Activity: Restate the entries below verbatim.

╭─ Entries shown

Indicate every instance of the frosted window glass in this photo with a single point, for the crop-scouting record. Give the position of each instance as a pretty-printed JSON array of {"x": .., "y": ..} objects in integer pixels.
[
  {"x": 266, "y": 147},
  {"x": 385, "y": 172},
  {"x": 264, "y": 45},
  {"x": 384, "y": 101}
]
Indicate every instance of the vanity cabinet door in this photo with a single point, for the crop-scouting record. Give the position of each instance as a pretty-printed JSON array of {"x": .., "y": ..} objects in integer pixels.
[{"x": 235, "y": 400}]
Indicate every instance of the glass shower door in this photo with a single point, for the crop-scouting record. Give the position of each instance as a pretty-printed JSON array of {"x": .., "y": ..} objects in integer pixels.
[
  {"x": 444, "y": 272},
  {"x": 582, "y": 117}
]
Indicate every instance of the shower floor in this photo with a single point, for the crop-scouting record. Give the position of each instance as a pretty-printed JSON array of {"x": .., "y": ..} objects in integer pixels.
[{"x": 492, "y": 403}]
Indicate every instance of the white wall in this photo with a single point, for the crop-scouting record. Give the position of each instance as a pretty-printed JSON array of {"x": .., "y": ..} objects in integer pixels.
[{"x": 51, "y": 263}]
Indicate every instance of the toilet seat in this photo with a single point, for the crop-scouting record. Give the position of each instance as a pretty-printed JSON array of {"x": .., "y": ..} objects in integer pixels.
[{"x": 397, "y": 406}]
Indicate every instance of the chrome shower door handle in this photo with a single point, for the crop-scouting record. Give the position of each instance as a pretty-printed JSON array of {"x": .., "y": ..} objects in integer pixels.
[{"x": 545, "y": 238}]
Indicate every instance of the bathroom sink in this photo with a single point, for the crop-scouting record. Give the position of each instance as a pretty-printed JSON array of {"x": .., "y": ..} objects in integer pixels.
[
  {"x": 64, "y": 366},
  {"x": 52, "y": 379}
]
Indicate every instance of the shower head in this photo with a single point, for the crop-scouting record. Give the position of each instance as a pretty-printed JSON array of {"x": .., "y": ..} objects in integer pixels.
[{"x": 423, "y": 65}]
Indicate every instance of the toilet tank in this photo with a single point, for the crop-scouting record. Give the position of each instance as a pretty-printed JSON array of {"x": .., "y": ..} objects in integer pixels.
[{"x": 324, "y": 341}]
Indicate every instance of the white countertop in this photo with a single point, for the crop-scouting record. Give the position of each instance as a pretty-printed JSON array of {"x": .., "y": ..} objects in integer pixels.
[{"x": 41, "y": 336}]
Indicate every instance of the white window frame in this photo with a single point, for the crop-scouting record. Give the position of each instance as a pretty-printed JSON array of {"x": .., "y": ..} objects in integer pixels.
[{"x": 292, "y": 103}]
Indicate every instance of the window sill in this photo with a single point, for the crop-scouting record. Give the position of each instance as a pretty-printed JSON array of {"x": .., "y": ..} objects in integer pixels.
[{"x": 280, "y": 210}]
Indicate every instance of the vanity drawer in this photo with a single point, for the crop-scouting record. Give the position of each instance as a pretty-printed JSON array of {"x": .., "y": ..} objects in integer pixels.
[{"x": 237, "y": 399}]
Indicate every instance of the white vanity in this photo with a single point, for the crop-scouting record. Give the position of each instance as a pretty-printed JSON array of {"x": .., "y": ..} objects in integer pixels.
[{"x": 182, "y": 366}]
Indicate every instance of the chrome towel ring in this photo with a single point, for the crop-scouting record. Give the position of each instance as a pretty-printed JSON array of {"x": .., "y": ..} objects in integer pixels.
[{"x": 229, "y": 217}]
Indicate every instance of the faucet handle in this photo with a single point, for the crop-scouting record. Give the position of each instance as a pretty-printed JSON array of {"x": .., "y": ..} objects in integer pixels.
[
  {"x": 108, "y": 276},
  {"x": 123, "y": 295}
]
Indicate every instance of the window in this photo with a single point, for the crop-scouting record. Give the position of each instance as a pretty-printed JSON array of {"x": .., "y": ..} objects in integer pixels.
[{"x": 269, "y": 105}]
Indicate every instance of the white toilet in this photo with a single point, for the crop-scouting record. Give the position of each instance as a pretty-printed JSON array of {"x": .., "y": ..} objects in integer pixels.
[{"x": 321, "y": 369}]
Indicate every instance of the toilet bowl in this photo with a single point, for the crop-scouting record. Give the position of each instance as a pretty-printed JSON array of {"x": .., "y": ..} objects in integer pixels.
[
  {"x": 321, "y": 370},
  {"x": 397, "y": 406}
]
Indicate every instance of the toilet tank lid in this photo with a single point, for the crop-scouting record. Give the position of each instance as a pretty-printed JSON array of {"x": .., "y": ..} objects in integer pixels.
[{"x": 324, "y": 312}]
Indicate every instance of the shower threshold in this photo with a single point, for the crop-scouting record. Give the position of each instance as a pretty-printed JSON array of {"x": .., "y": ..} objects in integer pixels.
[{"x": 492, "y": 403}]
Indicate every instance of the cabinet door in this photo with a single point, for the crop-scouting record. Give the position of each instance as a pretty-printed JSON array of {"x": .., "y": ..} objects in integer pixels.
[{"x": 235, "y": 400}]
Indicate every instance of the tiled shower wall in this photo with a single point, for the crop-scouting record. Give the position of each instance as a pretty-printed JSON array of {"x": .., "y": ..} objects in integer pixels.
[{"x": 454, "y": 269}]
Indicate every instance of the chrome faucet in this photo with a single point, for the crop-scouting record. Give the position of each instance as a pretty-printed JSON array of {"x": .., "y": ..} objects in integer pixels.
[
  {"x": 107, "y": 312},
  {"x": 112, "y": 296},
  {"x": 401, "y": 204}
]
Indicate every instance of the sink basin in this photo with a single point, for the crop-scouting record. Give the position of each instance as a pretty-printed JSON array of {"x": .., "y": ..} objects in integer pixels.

╰─

Solution for this task:
Indicate every instance of the frosted window glass in this photo with a single point, for the crop-scouting record. Give the position of each instance as a pretty-printed JSON array of {"x": .., "y": ..} objects in integer pixels.
[
  {"x": 266, "y": 147},
  {"x": 385, "y": 172},
  {"x": 264, "y": 45},
  {"x": 384, "y": 101}
]
Indicate every instance of the vanity cabinet door in this photo with a single point, for the crop-scouting record. Give the position of each instance as a pretty-printed JSON array of {"x": .., "y": ..} objects in integer pixels.
[{"x": 235, "y": 400}]
Indicate every instance of the glass shower door in this photo with a single point, for the crop-scouting record. Give the position of each instance as a pretty-printed JSON array of {"x": .., "y": ..} objects in integer pixels.
[
  {"x": 444, "y": 272},
  {"x": 582, "y": 117}
]
Indicate every instance of the shower floor in this photo with a single point, for the crop-scouting record. Give the position of each instance as a pretty-printed JSON array of {"x": .., "y": ..} objects in integer pixels.
[{"x": 492, "y": 403}]
Indicate every instance of the white wall in this photo with a single point, for the crop-scouting record. Give the position of each instance as a pretty-printed JSON array of {"x": .., "y": ..} objects in integer pixels.
[{"x": 51, "y": 263}]
Indicate every instance of the toilet seat in this photo with a single point, for the crop-scouting record. Give the position of each instance as a pretty-printed JSON array of {"x": .., "y": ..} objects in integer pixels.
[{"x": 397, "y": 406}]
Indicate every instance of the chrome shower door handle in this photo with a single point, for the crop-scouting record. Give the position of each instance as a pretty-printed JSON array of {"x": .., "y": ..} objects in integer pixels.
[{"x": 545, "y": 238}]
Indicate every instance of the bathroom sink in this photo with a single point, for the crop-scouting record. Give the position of each instance as a pretty-printed JSON array of {"x": .., "y": ..} objects in integer pixels.
[
  {"x": 64, "y": 366},
  {"x": 52, "y": 379}
]
Indicate every instance of the shower head in this photo with a single point, for the crop-scouting record. Give the position of each instance as a pretty-printed JSON array of {"x": .., "y": ..} objects in integer pixels.
[{"x": 423, "y": 65}]
Indicate every instance of the toilet tank in this photo with a single point, for the crop-scouting record. Give the position of each instance as a pretty-printed JSON array of {"x": .., "y": ..} objects in integer pixels.
[{"x": 324, "y": 341}]
Indicate every instance of the white countertop in this photo with a single point, for the crop-scouting record. Give the position of each instance as a pretty-printed JSON array of {"x": .., "y": ..} objects in integer pixels.
[{"x": 41, "y": 336}]
Indicate every instance of the white window frame in this photo with a single point, for the crop-scouting record. Give the position of each instance as a pretty-printed JSON array of {"x": .., "y": ..} objects in integer pixels.
[{"x": 292, "y": 103}]
Indicate every instance of the window sill in this photo with a single point, for the crop-scouting record. Give the position of each instance as a pretty-printed JSON array of {"x": .., "y": ..} objects in integer pixels.
[{"x": 280, "y": 210}]
Indicate every instance of the vanity drawer in this photo with a single point, for the crop-scouting record. Give the position of each instance as a pretty-printed JSON array of {"x": .., "y": ..} objects in integer pixels.
[{"x": 237, "y": 399}]
Indicate every instance of the white vanity in this photo with a single point, for the crop-scouting record. Give the position of each instance as a pretty-printed JSON array of {"x": .., "y": ..} objects in integer pixels.
[{"x": 182, "y": 366}]
Indicate every instance of the chrome towel ring in this photo with a single point, for the crop-scouting record. Give the position of each instance as a pretty-printed JSON array of {"x": .., "y": ..} objects in integer pixels.
[{"x": 229, "y": 217}]
Indicate every instance of the faucet handle in this photo with a single point, for the crop-scouting record. Give the position of each instance as a pretty-printed JSON array of {"x": .., "y": ..} objects in integer pixels.
[
  {"x": 108, "y": 276},
  {"x": 123, "y": 295}
]
Indicate every instance of the window in this photo with a single point, for the crop-scouting record. Give the position of each instance as a pretty-printed JSON array of {"x": .., "y": ..} objects in integer pixels.
[{"x": 269, "y": 105}]
Indicate every instance of the white toilet in this photo with a single point, for the crop-scouting record. Give the position of each instance as a pretty-printed JSON array of {"x": .., "y": ..} objects in integer pixels.
[{"x": 321, "y": 369}]
Indicate every instance of the toilet bowl in this photo with a single point, for the crop-scouting record. Give the position of each instance as a pretty-printed JSON array of {"x": .., "y": ..} objects in integer pixels.
[
  {"x": 321, "y": 370},
  {"x": 397, "y": 406}
]
Indicate every instance of the toilet tank lid in this photo with a single point, for the crop-scouting record. Give the position of each instance as a pretty-printed JSON array of {"x": .., "y": ..} objects in integer pixels.
[{"x": 324, "y": 312}]
Indicate every instance of the shower threshold in this photo with a single point, for the crop-scouting record. Give the position of each instance as a pretty-printed JSON array of {"x": .., "y": ..} objects in integer pixels.
[{"x": 492, "y": 403}]
Indicate every instance of the cabinet door in this photo with a single point, for the crop-scouting record. Give the position of each instance as a pretty-printed JSON array of {"x": .., "y": ..} objects in integer pixels.
[{"x": 235, "y": 400}]
Indicate every instance of the tiled shower wall in this photo with a single point, for the crop-scouting record. Give the position of each instance as a pretty-printed JSON array of {"x": .., "y": ..} objects in integer pixels.
[{"x": 454, "y": 269}]
Indicate every instance of the chrome faucet in this photo with a single point, for the crop-scouting record. Give the position of each instance as a pretty-printed JSON array of {"x": .., "y": ..} objects in integer pixels.
[
  {"x": 107, "y": 312},
  {"x": 112, "y": 296},
  {"x": 401, "y": 204}
]
Indicate every instance of the sink basin in this photo with a single point, for the crop-scouting record. Give the position of each instance as a pretty-printed JSON array of {"x": .., "y": ..} objects in integer pixels.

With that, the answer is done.